Two days ago we landed in Sri Lanka, hoping to catch the tail-end of durian season. I’m definitely going to miss the Philippines and all the friends we have there, but Sri Lanka has an exotic, mystical flavor that’s so enticing I think we’ll be sufficiently distracted.
To get into the Indian-vibe, Rob decided to get a hair cut. He’s been complaining about his ponytail, saying that he looked like a ridiculous French person. So yesterday he brought home the scissors, and with my help he now he looks like a ridiculous Indian person! When I saw him standing with this mustachioed man, I couldn’t stop giggling, which I’m sure confused the hell out of the Sri Lankan guy. Doesn’t Rob grow a great ‘stache?
On Friday we took a bus from Colombo to Kandy, a 109 kilometer voyage that took an incredible five hours due to traffic. On the way we noticed a bunch of durian sellers, mostly in a small city called Pilamathalawa. We knew we needed to return, but felt intimidated by the traffic. Since today was Sunday, we decided to go since the traffic might be better.

## Stated problem 1
According to the Sri Lanka travel post, how long did the bus trip from Colombo to Kandy take?
## Stated problem 2
Please reproduce the part of the records that opens with their first line and closes with the line that contains "180 109 L 180", both ends included, keeping the requests as they are but multiplying every coordinate in the answers by 0.9 and rounding to whole numbers, with halves rounded up. Return that part alone.

## Given records
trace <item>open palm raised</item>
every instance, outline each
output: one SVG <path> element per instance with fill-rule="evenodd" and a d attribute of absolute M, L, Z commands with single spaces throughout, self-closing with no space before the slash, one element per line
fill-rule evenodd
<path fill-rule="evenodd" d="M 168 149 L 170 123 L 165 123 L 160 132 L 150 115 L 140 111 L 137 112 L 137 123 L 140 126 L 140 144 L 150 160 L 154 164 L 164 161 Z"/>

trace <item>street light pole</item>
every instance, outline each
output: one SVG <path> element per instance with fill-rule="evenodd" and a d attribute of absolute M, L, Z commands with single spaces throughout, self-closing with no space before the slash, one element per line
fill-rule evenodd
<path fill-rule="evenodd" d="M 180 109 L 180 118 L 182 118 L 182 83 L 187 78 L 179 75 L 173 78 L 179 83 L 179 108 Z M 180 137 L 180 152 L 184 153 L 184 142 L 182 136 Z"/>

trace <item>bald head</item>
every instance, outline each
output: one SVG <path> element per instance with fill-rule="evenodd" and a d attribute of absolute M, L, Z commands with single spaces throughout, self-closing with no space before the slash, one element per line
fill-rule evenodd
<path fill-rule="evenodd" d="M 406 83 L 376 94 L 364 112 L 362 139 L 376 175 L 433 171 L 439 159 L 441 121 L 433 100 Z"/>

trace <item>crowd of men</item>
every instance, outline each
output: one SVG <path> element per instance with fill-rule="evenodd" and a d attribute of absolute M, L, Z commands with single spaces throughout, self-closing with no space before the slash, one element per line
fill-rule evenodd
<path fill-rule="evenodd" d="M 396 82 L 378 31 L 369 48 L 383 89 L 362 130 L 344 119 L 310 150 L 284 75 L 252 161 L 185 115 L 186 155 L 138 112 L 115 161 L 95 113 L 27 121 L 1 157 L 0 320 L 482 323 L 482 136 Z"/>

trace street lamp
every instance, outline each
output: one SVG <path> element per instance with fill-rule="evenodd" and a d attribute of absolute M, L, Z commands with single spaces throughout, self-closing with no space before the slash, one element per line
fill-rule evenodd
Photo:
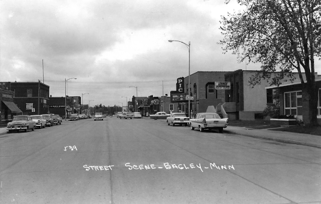
<path fill-rule="evenodd" d="M 123 112 L 123 102 L 118 102 L 119 104 L 121 104 L 121 112 Z"/>
<path fill-rule="evenodd" d="M 71 79 L 77 79 L 76 78 L 64 78 L 64 121 L 67 121 L 67 82 Z"/>
<path fill-rule="evenodd" d="M 84 95 L 89 94 L 89 93 L 82 93 L 82 104 L 84 104 Z"/>
<path fill-rule="evenodd" d="M 95 101 L 95 100 L 88 100 L 88 109 L 89 109 L 89 112 L 91 111 L 91 101 Z"/>
<path fill-rule="evenodd" d="M 188 89 L 189 89 L 189 117 L 191 118 L 191 100 L 189 99 L 189 97 L 191 95 L 191 41 L 189 41 L 189 44 L 187 44 L 185 43 L 183 43 L 180 41 L 173 41 L 173 40 L 169 40 L 168 41 L 169 43 L 171 42 L 179 42 L 181 43 L 183 43 L 184 45 L 187 47 L 187 49 L 189 49 L 189 85 L 188 85 Z"/>
<path fill-rule="evenodd" d="M 127 101 L 127 96 L 121 96 L 121 98 L 126 98 L 126 105 L 125 105 L 125 107 L 127 108 L 127 112 L 128 112 L 128 107 L 127 106 L 127 104 L 128 103 L 128 102 Z"/>
<path fill-rule="evenodd" d="M 135 112 L 137 112 L 137 109 L 136 109 L 136 101 L 137 101 L 137 87 L 134 87 L 134 86 L 130 86 L 130 87 L 134 87 L 134 88 L 136 88 L 136 98 L 135 98 Z"/>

## Reply 1
Five hours, because of traffic.

## Reply 2
trace <item>open palm raised</item>
every instance, outline each
output: one SVG <path> element per instance with fill-rule="evenodd" and a d attribute of absolute M, L, Z commands with single spaces throughout, self-closing with no space before the slash, one element per line
fill-rule evenodd
<path fill-rule="evenodd" d="M 151 134 L 153 111 L 149 111 L 144 119 L 135 104 L 126 100 L 123 101 L 123 111 L 126 113 L 126 130 L 135 144 L 139 148 L 148 145 Z"/>

trace <item>street light pole</item>
every instance, outline each
output: one SVG <path> element per instance with fill-rule="evenodd" and a d attribute of absolute M, L, Z commands with single spaces throughout, self-closing with no space before the slash, one element per line
fill-rule evenodd
<path fill-rule="evenodd" d="M 162 98 L 162 106 L 164 106 L 164 75 L 168 70 L 161 68 L 156 70 L 161 75 L 161 97 Z M 162 123 L 162 137 L 166 138 L 166 128 L 164 122 Z"/>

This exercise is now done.